┌──

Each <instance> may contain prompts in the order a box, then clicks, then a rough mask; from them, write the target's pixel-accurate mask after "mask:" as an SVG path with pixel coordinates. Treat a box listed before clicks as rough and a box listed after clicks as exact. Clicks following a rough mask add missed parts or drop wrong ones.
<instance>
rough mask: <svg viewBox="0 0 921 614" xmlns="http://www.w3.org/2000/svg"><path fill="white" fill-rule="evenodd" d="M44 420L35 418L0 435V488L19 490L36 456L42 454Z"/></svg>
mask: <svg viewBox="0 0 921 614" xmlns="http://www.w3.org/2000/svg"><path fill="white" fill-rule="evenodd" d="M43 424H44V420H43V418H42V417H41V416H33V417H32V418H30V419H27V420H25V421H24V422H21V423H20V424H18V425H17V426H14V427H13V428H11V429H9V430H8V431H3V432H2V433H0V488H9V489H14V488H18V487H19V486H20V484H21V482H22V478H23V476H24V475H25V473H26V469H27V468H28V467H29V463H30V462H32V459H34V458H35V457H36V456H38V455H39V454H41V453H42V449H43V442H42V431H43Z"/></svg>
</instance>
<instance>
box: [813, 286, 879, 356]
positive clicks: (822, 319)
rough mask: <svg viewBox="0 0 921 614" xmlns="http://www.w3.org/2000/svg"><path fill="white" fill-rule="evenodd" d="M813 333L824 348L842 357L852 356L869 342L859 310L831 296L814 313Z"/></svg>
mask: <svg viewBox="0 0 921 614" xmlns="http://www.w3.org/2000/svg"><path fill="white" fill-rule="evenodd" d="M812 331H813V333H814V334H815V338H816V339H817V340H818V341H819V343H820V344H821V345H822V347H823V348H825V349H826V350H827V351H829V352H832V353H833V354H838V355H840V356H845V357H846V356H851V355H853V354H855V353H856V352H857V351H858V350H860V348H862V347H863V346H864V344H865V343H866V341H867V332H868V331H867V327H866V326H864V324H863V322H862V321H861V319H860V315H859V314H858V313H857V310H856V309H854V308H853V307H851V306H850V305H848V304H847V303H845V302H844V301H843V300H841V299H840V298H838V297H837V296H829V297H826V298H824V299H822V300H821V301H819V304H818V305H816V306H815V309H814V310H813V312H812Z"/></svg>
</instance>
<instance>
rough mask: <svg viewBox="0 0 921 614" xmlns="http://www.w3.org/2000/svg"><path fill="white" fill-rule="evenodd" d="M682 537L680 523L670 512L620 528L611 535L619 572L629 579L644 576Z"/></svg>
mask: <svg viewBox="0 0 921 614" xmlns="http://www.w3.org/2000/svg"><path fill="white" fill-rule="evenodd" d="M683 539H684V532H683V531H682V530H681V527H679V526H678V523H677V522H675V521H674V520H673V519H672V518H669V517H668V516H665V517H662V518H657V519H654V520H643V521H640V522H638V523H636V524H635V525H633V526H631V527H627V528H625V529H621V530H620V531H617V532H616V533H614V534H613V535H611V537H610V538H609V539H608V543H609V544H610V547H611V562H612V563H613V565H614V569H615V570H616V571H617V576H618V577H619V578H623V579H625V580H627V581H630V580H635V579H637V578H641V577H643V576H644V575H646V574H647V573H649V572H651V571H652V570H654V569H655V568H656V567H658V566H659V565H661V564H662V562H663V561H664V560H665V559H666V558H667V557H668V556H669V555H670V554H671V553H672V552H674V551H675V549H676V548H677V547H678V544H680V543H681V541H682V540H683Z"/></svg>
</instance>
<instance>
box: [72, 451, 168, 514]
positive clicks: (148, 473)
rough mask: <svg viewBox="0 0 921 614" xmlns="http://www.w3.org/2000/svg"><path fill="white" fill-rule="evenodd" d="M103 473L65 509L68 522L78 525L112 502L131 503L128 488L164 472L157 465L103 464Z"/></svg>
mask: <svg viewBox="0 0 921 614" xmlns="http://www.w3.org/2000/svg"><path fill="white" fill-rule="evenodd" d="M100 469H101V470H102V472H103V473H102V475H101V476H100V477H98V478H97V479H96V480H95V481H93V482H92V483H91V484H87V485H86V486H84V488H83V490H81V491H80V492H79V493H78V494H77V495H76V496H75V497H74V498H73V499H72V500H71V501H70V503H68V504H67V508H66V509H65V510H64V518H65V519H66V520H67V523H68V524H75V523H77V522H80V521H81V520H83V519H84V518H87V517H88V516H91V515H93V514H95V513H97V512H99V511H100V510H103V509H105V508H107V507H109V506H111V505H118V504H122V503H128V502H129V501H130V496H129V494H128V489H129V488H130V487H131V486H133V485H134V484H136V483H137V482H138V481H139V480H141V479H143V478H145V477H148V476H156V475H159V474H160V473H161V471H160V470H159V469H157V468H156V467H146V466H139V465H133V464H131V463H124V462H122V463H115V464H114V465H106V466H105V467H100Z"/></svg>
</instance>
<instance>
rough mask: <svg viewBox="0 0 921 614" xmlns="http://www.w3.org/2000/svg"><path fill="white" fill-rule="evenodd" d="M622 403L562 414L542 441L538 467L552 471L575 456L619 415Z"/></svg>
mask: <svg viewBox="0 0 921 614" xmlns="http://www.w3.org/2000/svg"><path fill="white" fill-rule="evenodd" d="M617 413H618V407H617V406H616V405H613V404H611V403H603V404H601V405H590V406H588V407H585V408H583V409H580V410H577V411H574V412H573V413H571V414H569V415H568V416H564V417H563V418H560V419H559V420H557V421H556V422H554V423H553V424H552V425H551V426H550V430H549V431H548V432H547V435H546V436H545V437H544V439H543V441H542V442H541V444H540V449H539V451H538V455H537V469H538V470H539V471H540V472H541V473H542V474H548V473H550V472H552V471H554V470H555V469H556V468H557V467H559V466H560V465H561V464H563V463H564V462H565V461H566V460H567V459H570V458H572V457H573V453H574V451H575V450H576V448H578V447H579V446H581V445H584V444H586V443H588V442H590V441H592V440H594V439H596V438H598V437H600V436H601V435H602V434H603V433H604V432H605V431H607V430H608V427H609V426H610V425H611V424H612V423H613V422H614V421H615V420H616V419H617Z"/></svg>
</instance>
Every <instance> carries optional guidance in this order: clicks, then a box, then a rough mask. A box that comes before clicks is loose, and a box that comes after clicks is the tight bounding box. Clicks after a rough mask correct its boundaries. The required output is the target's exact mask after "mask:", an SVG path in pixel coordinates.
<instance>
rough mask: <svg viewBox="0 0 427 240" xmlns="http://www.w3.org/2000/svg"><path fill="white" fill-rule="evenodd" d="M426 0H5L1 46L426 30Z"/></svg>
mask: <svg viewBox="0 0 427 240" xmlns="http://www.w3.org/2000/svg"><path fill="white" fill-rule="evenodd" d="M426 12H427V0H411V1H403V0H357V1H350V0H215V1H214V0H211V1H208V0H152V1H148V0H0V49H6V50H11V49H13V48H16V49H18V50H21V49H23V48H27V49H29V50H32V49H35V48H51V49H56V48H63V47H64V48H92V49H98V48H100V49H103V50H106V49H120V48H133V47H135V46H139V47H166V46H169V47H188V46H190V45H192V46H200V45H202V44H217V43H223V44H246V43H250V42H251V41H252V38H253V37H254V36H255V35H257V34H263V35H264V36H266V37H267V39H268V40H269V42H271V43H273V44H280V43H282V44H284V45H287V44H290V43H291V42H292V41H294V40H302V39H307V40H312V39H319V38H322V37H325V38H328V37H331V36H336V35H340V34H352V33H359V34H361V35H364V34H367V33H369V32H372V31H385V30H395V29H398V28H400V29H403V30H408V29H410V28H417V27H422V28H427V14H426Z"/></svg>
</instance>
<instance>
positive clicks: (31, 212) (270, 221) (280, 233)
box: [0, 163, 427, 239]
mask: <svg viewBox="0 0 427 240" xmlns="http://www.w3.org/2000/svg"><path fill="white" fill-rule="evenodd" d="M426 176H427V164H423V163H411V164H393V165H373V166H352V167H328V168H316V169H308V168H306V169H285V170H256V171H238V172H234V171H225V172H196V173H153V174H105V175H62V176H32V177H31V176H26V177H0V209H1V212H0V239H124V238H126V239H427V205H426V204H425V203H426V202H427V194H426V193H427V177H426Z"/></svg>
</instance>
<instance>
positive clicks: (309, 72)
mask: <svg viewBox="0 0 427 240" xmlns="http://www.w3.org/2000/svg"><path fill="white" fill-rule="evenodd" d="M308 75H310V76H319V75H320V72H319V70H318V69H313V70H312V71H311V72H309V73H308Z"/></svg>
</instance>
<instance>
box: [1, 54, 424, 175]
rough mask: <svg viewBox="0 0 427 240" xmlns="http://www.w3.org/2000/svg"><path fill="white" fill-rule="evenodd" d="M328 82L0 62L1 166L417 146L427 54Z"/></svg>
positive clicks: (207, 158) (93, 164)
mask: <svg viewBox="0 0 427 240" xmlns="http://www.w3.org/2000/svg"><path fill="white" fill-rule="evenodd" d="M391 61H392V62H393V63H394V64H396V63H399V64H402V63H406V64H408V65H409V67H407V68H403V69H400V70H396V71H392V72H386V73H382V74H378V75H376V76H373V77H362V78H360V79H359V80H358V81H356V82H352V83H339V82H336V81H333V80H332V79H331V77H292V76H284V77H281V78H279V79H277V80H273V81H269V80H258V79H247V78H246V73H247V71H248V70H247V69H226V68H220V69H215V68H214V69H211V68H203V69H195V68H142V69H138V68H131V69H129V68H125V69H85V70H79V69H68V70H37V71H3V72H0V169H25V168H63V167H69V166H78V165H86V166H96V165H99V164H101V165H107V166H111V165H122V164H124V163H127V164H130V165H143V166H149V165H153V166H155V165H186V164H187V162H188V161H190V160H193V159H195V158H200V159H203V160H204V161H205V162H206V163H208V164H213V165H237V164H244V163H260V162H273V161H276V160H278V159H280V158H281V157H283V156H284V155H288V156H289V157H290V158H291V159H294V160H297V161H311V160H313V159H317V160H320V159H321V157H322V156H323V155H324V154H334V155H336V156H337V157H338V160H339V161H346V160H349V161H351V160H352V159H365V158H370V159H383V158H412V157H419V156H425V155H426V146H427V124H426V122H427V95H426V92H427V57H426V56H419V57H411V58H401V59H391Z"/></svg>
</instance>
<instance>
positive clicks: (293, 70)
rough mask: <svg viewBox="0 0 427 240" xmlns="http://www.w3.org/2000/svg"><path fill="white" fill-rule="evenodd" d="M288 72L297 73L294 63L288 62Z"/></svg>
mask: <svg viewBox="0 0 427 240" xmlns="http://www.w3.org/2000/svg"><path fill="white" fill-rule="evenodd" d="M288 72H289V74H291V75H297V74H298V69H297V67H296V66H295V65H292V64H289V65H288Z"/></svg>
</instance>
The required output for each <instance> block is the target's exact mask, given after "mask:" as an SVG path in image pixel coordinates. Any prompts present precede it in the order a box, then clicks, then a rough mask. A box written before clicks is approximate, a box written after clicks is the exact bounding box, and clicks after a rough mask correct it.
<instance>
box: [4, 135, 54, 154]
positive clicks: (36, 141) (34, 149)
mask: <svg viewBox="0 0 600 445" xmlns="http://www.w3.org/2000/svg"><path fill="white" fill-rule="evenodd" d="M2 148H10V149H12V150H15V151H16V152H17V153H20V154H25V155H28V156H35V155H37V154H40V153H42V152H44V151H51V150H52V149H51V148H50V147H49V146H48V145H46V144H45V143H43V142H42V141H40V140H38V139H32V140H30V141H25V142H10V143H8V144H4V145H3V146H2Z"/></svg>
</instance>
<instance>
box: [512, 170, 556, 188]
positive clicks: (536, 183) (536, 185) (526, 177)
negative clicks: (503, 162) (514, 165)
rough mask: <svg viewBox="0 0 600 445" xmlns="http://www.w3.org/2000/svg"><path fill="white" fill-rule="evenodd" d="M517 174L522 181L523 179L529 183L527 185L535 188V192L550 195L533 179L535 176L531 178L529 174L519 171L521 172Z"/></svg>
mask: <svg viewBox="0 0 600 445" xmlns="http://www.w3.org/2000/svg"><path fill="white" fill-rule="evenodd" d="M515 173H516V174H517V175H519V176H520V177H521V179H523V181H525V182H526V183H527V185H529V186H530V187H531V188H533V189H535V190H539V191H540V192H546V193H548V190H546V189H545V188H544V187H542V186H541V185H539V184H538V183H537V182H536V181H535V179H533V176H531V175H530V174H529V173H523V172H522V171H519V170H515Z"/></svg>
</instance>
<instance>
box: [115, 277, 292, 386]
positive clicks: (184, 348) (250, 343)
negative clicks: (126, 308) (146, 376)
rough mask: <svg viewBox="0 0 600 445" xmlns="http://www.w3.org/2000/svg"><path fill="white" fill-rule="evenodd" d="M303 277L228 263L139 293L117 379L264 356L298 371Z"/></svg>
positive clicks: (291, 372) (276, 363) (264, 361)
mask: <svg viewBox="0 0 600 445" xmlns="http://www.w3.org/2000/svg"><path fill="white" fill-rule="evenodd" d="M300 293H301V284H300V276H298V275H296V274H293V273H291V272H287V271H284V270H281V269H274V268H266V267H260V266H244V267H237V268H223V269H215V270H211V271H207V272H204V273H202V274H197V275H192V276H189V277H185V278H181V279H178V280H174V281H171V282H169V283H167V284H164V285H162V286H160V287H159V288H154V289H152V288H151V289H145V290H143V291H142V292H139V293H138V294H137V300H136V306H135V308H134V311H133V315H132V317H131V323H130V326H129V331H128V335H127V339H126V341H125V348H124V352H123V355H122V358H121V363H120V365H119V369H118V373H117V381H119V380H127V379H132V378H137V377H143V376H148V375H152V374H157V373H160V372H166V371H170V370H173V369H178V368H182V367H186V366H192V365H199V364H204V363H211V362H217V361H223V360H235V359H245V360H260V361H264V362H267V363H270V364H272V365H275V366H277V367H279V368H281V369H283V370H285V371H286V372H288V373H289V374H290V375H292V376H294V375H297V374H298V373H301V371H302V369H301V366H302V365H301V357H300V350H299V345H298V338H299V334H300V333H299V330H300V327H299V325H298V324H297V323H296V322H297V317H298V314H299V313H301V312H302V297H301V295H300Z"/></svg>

└──

- **Task to complete**:
Put the lines of the records above, from the first line through the line containing "420L35 418L0 435V488L19", into a JSON list of strings with one string per line and no blank lines.

- **Answer section**:
[
  "Each <instance> may contain prompts in the order a box, then clicks, then a rough mask; from them, write the target's pixel-accurate mask after \"mask:\" as an SVG path with pixel coordinates. Treat a box listed before clicks as rough and a box listed after clicks as exact. Clicks following a rough mask add missed parts or drop wrong ones.",
  "<instance>",
  "rough mask: <svg viewBox=\"0 0 921 614\" xmlns=\"http://www.w3.org/2000/svg\"><path fill=\"white\" fill-rule=\"evenodd\" d=\"M44 420L35 418L0 435V488L19 490L36 456L42 454Z\"/></svg>"
]